Problem details — Arrange the records from the line containing "keyboard in the photo above." through the end of the records as a two-column CSV with the header input,output. Give one row per record, with its text under input and its answer under output, each in a single quoted field with line breaks replaced by spaces.

Given information —
:::

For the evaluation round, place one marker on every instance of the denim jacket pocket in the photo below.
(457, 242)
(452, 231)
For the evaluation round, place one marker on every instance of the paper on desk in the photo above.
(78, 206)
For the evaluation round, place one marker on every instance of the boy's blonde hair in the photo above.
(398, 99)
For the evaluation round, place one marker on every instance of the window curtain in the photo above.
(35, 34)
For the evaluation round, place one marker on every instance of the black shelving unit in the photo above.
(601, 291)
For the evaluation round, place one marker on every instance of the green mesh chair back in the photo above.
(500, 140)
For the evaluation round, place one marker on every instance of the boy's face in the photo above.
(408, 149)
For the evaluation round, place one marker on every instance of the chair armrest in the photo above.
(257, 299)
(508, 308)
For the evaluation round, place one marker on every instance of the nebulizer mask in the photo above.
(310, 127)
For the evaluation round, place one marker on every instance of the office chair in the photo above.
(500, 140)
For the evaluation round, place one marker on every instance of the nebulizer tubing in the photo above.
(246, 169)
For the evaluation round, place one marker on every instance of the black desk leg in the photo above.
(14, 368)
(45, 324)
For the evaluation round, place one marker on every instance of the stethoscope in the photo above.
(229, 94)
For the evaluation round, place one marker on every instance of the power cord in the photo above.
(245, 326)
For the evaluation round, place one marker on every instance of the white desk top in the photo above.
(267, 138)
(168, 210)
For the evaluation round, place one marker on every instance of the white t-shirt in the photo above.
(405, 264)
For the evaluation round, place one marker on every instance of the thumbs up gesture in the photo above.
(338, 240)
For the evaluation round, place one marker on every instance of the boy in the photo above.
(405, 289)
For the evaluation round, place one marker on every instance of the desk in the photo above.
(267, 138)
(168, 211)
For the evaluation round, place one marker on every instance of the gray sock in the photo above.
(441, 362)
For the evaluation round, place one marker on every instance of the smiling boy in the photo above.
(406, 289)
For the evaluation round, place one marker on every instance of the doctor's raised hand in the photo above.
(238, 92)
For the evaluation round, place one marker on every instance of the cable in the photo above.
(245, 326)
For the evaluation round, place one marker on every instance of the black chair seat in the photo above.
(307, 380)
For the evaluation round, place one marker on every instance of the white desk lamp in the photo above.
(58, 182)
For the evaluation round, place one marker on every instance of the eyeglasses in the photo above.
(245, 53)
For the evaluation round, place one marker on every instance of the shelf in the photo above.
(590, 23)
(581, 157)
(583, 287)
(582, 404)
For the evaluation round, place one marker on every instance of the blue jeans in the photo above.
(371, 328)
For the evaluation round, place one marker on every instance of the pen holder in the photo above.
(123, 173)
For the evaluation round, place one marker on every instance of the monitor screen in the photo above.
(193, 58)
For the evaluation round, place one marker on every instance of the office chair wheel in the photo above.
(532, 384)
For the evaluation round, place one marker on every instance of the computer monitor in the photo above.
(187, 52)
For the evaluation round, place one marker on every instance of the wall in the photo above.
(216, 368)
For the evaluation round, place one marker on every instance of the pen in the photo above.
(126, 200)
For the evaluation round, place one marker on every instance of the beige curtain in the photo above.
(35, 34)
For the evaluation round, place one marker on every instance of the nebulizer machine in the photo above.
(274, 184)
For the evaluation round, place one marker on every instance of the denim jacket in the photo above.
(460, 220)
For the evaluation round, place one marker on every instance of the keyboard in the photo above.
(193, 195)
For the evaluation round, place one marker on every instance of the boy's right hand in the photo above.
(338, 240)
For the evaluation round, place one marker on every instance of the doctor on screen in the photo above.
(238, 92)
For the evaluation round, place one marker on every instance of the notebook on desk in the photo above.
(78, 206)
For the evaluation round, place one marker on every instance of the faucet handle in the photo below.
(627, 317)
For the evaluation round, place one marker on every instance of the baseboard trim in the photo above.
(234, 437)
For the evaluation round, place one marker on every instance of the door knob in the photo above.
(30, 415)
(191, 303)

:::

Full output —
input,output
"For the evaluation round, place one marker on every instance of the keyboard in the photo above.","(193, 195)"
"For the evaluation round, place one marker on every instance of the boy's right hand in the photo above.","(338, 240)"
"For the evaluation round, place one marker on every instance of the doctor on screen in the photo above.","(238, 92)"
"For the evaluation round, place one marker on every instance of the notebook on desk in the photo above.","(78, 206)"
"For the evaluation round, place one marker on every instance of the faucet handle in the photo below.","(627, 317)"
"For the evaluation round, place one marker on every instance of the baseboard trim in the photo above.","(234, 437)"
"For the evaluation round, place one marker on every instance of the door knob in the photo above.","(30, 415) (191, 303)"